Instructions for the task =
Return the entries in their entirety, precisely as given.

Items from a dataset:
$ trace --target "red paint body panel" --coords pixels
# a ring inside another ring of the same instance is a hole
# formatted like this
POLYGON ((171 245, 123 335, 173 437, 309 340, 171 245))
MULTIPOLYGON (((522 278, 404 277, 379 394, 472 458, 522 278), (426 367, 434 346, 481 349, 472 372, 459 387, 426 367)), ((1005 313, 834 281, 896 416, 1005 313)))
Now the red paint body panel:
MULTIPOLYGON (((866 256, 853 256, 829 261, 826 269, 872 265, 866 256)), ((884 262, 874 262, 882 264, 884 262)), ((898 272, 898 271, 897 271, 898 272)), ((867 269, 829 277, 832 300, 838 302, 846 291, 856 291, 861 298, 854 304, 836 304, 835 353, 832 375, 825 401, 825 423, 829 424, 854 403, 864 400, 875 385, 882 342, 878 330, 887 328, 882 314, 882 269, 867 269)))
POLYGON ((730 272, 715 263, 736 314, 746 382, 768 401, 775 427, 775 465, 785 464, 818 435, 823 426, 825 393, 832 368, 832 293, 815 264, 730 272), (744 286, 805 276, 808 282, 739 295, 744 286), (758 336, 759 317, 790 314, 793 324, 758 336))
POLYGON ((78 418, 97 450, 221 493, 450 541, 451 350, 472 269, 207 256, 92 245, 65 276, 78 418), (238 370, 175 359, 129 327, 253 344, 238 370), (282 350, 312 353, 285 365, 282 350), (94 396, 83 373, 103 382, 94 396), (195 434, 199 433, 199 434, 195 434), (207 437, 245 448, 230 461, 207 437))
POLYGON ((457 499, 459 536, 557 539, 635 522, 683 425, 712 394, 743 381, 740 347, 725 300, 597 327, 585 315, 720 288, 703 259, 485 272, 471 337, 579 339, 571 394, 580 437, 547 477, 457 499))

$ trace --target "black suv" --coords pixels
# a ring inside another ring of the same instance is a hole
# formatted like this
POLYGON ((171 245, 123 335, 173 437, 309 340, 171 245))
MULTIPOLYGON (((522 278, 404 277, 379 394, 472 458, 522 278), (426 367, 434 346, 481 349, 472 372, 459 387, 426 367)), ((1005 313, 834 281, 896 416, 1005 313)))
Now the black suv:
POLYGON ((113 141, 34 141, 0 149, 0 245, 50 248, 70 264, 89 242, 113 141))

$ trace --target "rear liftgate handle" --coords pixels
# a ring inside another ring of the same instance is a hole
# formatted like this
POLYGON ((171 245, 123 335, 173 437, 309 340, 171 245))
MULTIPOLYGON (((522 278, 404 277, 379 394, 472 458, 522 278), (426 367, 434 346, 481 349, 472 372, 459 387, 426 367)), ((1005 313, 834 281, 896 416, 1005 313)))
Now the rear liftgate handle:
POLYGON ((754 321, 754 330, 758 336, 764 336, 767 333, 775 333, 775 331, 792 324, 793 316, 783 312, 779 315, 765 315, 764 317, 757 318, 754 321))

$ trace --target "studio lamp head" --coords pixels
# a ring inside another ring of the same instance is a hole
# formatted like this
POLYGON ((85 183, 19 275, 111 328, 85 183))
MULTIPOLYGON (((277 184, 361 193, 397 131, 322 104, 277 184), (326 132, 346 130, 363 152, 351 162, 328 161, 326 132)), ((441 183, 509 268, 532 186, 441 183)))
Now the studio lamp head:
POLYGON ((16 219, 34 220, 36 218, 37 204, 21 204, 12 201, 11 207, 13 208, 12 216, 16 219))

Solution to the exercise =
$ trace --target "red paint body panel" --coords pixels
# a ring inside another ring of the same instance is a hole
# formatted like this
POLYGON ((171 245, 123 335, 173 437, 309 340, 171 245))
MULTIPOLYGON (((522 278, 404 277, 379 394, 472 458, 522 278), (426 367, 434 346, 481 349, 472 372, 459 387, 426 367)), ((1005 313, 834 281, 896 416, 1005 313)))
Now the red paint body panel:
MULTIPOLYGON (((866 256, 853 256, 829 261, 826 269, 872 265, 866 256)), ((884 262, 874 262, 882 264, 884 262)), ((898 272, 898 271, 897 271, 898 272)), ((867 269, 829 277, 832 300, 838 302, 846 291, 856 291, 861 298, 854 304, 836 304, 835 353, 832 375, 825 401, 825 423, 829 424, 854 403, 864 400, 875 385, 882 342, 878 330, 887 328, 882 314, 882 269, 867 269)))
POLYGON ((730 272, 715 263, 736 314, 746 382, 768 401, 775 427, 775 465, 785 464, 818 435, 823 426, 825 393, 832 368, 832 293, 815 264, 730 272), (744 286, 805 276, 808 282, 739 295, 744 286), (758 336, 759 317, 790 314, 793 324, 758 336))
POLYGON ((78 418, 97 450, 221 493, 450 541, 451 350, 472 269, 207 256, 92 245, 65 276, 78 418), (238 370, 175 359, 129 327, 253 344, 238 370), (282 350, 312 353, 285 365, 282 350), (94 396, 83 373, 103 382, 94 396), (195 434, 199 433, 199 434, 195 434), (207 437, 245 448, 230 461, 207 437))
POLYGON ((457 499, 459 536, 557 539, 635 522, 683 425, 712 394, 743 381, 740 347, 725 300, 597 327, 585 315, 720 288, 703 259, 485 272, 471 337, 579 339, 571 394, 580 437, 547 477, 457 499))

$ trace --target "black suv" --coords pixels
# a ring inside another ring of the same instance is a hole
# formatted like this
POLYGON ((171 245, 123 335, 173 437, 309 340, 171 245))
MULTIPOLYGON (((522 278, 404 277, 379 394, 472 458, 522 278), (426 367, 434 346, 481 349, 472 372, 459 387, 426 367)), ((1005 313, 834 281, 896 416, 1005 313)))
Now the black suv:
POLYGON ((113 141, 34 141, 0 149, 0 245, 50 248, 70 264, 89 242, 113 141))

$ trace --target "rear liftgate handle" --coords pixels
# a ring inside another ring of the same instance is a hole
# formatted like this
POLYGON ((171 245, 123 335, 173 437, 309 340, 171 245))
MULTIPOLYGON (((522 278, 404 277, 379 394, 472 458, 522 278), (426 367, 434 346, 481 349, 472 372, 459 387, 426 367)), ((1005 313, 834 281, 896 416, 1005 313)))
Now the rear liftgate handle:
POLYGON ((754 321, 754 330, 758 336, 764 336, 767 333, 775 333, 775 331, 792 324, 793 316, 783 312, 779 315, 765 315, 764 317, 757 318, 754 321))

$ trace --target "studio lamp head" --coords pixels
# a ring inside another ring of the same instance is a hole
# formatted like this
POLYGON ((85 183, 19 275, 111 328, 85 183))
MULTIPOLYGON (((277 184, 361 193, 397 131, 322 104, 277 184), (326 132, 346 130, 363 152, 351 162, 328 161, 326 132)), ((441 183, 509 268, 532 186, 441 183)))
Now the studio lamp head:
POLYGON ((16 219, 34 220, 36 218, 37 204, 21 204, 12 201, 11 207, 13 208, 12 216, 16 219))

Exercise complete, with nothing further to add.